--- Begin ---
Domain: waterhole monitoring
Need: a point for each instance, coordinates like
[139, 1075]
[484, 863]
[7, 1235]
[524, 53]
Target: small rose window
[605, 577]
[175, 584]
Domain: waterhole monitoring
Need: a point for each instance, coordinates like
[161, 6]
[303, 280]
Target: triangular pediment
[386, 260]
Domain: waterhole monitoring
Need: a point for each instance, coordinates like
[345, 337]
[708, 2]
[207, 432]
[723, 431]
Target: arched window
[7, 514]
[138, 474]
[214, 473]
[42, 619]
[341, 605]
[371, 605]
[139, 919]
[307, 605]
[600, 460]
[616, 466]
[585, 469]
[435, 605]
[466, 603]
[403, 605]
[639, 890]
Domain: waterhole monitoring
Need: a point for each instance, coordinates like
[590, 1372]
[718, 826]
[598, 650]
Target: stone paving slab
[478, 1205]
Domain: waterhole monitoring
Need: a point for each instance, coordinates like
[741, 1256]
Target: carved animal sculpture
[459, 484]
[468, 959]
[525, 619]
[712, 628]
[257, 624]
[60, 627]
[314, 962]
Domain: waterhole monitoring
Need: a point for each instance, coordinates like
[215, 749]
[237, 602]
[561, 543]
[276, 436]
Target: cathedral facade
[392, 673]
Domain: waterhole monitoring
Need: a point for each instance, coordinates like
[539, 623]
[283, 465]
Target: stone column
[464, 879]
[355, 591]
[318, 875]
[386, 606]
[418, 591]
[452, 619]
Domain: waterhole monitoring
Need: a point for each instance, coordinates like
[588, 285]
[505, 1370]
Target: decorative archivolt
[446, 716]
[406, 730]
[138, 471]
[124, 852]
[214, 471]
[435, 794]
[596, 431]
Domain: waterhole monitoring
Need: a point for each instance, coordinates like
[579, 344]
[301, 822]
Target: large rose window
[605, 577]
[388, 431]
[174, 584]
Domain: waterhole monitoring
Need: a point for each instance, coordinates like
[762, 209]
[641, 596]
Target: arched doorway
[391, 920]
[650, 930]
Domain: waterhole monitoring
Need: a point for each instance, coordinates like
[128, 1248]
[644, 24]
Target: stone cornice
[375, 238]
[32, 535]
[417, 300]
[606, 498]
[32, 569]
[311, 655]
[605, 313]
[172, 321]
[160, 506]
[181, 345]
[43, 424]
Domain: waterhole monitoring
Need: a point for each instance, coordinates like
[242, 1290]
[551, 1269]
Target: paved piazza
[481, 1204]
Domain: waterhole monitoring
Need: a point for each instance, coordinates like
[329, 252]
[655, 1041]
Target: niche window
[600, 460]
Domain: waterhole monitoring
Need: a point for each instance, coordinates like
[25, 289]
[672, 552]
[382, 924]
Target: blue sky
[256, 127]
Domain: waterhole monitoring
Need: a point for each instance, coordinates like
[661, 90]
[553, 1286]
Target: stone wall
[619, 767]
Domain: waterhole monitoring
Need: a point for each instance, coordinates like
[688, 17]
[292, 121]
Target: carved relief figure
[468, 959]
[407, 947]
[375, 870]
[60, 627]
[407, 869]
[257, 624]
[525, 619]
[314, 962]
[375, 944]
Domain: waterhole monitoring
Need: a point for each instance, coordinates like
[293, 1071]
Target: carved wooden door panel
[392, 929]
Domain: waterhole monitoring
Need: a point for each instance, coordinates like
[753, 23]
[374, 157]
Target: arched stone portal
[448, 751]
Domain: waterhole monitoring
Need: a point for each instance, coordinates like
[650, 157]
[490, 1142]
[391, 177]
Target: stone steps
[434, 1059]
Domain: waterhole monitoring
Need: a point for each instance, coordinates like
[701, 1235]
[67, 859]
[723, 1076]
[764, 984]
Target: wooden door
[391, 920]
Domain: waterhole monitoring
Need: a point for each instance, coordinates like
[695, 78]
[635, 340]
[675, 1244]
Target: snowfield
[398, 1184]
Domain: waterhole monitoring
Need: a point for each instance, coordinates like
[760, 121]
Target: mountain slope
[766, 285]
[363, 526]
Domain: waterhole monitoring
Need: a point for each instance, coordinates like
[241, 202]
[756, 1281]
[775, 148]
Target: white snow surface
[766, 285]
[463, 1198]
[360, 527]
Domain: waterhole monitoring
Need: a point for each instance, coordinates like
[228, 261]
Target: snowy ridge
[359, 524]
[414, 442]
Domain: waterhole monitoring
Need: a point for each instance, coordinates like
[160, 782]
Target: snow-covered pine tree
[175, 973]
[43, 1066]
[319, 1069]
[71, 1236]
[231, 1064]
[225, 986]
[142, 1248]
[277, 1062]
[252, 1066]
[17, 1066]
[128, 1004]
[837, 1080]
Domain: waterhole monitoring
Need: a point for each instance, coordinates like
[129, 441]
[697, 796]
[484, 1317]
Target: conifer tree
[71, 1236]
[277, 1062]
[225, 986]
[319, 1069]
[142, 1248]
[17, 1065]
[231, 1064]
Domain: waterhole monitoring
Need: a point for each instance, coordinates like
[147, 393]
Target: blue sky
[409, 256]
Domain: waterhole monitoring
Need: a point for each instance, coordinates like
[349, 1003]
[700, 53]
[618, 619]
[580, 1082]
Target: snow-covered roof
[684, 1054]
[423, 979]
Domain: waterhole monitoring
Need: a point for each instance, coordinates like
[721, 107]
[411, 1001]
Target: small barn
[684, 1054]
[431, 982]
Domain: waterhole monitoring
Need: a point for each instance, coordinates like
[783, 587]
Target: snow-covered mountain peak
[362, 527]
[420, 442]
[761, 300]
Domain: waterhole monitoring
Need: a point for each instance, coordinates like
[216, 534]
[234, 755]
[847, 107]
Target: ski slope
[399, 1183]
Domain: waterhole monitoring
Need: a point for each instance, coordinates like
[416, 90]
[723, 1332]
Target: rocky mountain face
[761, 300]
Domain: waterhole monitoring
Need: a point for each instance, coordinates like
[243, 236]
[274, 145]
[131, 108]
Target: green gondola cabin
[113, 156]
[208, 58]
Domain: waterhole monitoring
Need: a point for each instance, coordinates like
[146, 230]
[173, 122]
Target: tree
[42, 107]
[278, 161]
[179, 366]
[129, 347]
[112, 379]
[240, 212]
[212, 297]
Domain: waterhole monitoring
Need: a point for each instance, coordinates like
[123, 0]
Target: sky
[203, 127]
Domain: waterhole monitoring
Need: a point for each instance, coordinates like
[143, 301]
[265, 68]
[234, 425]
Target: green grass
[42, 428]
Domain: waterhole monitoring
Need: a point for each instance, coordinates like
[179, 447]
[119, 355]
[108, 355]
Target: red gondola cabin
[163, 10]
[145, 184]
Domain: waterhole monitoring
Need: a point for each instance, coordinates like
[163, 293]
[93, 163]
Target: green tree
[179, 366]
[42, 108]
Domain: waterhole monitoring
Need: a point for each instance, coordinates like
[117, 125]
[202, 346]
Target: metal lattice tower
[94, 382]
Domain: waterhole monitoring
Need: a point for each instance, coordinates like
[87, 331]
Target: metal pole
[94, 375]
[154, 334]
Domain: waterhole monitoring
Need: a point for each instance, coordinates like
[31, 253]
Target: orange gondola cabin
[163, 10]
--- End ---
▶ _Task directions_
Count the lines in the records above that contain the string "carved", treating uppercase and lowercase as different. Give only the number.

▶ _Result of the task_
3